PROBLEM: Repeat the passage about the Child Victim Assistance Center, starting at "Child and youth" and ending at "Victim Assistance Center.", and substitute "distress" for "trauma".

The NCC’s Child Victim Assistance Center for child victim of sexual and violent crime is a unique and important program, established in 1998 to provide support for children and youth who are victims of sexual or violent crime, by providing them and their families with information, support, consultation, assistance, and to mediate between the child and his or her family and the various professional entities handling the case.
Child and youth victims face unique difficulties and challenges throughout the criminal procedure. The law enforcement system and the legal system are not adapted to their needs and children often find themselves during an unfamiliar procedure, without any knowledge on the proceedings, their rules, and the roles of the various professional entities involved. In many cases, children and their parents are not aware of the processes behind decisions that will have a crucial effect on their lives and are left with many questions and no one to consult with. This, in addition to the trauma they are already suffering due to the offence perpetrated on them.
Considering these circumstances, and in order to assist the child victims and mitigate other damages that may derive from the investigation and legal procedures themselves, the NCC established the Child Victim Assistance Center.

INFORMATION PROVIDED:
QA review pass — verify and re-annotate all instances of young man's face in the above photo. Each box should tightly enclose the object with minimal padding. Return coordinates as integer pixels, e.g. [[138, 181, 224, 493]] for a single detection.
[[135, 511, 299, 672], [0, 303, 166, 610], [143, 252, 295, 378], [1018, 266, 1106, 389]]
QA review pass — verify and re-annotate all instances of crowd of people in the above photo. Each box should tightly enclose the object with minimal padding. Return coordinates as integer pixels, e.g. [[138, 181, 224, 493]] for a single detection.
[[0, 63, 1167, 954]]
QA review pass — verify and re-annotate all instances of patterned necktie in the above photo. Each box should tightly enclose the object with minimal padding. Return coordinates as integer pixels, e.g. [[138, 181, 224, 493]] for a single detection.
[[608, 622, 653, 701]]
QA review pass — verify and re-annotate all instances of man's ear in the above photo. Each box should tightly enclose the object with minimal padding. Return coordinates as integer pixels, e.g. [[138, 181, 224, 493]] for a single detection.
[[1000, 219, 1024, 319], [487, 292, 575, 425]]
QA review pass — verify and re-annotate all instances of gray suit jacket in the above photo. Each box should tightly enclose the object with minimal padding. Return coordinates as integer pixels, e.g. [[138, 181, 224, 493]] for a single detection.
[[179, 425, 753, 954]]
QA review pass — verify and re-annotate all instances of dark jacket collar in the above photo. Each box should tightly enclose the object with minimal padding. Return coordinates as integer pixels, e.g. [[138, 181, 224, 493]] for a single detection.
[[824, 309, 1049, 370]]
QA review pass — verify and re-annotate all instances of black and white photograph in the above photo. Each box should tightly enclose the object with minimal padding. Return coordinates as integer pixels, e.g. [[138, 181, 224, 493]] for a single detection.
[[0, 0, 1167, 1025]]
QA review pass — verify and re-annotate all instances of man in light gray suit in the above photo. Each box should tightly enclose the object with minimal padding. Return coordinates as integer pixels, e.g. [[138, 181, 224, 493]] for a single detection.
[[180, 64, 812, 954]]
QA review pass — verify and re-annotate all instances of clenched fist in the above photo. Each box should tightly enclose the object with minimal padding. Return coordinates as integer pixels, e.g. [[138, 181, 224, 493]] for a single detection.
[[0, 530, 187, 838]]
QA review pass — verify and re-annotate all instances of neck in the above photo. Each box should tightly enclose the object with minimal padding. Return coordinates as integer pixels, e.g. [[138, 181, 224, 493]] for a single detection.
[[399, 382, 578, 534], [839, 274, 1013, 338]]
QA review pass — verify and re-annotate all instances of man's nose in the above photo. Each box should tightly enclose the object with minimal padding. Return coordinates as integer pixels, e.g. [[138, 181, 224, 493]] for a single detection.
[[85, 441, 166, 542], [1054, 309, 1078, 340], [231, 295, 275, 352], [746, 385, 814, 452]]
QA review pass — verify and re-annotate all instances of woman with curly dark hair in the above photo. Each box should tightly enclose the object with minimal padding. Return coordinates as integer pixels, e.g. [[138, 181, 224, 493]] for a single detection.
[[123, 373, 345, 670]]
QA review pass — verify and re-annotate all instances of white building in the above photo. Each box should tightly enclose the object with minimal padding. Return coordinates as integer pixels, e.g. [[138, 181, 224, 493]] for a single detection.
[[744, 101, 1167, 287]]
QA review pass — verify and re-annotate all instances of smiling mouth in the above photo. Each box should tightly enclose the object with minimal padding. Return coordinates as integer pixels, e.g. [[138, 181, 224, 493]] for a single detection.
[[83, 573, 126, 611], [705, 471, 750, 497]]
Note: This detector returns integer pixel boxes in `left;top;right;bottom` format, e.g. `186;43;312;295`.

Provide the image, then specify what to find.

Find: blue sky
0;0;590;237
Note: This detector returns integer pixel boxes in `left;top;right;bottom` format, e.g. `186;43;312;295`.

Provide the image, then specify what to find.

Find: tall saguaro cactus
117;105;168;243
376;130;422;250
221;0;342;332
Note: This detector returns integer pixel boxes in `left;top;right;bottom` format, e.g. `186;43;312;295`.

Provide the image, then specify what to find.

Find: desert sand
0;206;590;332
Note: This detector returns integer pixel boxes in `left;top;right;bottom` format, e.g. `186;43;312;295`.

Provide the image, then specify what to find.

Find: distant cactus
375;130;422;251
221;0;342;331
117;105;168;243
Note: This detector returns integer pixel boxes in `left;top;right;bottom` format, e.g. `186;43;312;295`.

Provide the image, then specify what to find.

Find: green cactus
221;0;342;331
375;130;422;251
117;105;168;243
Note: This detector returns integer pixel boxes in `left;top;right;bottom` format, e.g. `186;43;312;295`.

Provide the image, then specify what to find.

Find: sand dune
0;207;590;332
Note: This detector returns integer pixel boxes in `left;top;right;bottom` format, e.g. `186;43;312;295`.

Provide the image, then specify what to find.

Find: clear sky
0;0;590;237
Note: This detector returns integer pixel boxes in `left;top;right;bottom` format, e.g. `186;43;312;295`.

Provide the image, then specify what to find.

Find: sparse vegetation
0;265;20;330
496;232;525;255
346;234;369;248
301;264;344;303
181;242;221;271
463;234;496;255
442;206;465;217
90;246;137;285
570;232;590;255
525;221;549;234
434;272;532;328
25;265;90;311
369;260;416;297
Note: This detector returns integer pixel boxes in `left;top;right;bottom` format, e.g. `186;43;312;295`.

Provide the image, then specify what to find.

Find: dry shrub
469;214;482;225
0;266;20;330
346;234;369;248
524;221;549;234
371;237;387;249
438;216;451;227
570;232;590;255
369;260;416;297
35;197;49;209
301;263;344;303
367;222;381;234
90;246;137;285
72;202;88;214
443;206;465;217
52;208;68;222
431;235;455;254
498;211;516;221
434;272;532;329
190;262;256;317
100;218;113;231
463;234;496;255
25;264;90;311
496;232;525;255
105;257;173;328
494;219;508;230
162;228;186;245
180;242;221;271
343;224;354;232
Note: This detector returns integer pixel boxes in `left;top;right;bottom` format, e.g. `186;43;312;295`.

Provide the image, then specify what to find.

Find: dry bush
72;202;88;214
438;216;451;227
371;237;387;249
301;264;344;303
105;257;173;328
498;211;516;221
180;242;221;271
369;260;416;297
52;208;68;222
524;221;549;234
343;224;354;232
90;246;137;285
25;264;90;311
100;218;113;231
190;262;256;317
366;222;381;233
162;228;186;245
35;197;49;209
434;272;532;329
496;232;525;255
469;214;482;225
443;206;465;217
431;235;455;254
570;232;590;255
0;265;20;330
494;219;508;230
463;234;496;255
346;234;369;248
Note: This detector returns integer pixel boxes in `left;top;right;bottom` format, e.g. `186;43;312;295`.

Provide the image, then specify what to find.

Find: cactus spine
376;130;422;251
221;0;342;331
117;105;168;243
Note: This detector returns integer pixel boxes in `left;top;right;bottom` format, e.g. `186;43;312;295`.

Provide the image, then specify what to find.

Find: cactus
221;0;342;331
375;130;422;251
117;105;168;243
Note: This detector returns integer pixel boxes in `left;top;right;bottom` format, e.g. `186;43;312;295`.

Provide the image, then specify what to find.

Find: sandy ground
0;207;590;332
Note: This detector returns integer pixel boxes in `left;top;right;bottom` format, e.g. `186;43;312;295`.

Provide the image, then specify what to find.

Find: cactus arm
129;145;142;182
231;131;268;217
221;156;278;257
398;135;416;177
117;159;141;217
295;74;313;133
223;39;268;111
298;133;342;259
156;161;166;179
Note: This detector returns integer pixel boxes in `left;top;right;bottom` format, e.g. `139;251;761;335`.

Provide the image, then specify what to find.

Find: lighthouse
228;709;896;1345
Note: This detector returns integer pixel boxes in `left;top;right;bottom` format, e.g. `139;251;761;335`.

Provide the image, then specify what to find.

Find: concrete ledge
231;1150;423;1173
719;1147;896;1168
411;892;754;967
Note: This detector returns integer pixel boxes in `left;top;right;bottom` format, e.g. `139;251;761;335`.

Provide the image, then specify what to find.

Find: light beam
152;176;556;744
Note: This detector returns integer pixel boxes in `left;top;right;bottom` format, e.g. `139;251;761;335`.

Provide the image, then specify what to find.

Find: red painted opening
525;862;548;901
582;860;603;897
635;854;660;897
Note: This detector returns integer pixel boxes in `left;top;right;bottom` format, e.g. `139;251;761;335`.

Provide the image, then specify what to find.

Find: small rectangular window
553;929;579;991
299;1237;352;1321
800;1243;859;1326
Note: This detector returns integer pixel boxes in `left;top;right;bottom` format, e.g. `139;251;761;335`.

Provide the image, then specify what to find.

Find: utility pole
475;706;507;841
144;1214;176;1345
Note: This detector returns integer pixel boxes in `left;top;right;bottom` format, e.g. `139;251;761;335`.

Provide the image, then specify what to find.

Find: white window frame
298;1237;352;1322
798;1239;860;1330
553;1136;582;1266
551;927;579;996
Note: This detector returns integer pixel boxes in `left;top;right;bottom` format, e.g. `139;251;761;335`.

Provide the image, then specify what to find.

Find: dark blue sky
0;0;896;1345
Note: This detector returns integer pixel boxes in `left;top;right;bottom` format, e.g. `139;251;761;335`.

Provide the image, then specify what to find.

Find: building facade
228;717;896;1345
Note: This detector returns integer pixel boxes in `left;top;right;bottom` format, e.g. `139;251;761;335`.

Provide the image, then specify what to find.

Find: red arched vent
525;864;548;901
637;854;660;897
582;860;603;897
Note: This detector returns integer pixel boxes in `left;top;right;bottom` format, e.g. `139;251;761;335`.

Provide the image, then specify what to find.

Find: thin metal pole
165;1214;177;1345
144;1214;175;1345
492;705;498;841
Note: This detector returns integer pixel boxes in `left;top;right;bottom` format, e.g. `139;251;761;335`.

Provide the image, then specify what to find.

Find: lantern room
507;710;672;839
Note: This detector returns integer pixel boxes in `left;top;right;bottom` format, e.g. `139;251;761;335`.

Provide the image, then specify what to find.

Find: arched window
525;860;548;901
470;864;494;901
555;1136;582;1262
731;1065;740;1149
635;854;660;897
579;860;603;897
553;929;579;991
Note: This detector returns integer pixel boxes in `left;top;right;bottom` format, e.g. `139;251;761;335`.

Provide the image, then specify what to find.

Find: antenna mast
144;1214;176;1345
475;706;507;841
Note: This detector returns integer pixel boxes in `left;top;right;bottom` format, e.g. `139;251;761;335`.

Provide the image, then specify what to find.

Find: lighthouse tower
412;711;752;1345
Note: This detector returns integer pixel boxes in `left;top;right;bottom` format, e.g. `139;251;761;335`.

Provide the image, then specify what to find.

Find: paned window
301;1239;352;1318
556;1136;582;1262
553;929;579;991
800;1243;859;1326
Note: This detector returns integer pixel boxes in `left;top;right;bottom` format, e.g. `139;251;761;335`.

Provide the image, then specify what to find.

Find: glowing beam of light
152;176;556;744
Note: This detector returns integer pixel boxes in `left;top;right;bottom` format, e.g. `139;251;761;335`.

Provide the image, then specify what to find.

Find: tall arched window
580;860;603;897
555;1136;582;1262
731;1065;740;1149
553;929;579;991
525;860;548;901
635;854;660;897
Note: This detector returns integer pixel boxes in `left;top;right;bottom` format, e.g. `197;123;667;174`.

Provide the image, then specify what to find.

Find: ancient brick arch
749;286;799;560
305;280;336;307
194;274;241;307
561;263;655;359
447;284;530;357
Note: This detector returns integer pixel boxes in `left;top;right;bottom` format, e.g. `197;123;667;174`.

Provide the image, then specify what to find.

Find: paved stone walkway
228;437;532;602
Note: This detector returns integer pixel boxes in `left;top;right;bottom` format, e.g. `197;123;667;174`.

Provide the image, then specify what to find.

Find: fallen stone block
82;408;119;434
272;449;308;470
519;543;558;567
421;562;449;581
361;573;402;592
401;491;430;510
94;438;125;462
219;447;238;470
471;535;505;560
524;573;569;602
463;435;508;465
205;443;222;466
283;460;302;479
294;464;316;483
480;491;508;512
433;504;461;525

RESPONSE:
Child and youth victims face unique difficulties and challenges throughout the criminal procedure. The law enforcement system and the legal system are not adapted to their needs and children often find themselves during an unfamiliar procedure, without any knowledge on the proceedings, their rules, and the roles of the various professional entities involved. In many cases, children and their parents are not aware of the processes behind decisions that will have a crucial effect on their lives and are left with many questions and no one to consult with. This, in addition to the distress they are already suffering due to the offence perpetrated on them.
Considering these circumstances, and in order to assist the child victims and mitigate other damages that may derive from the investigation and legal procedures themselves, the NCC established the Child Victim Assistance Center.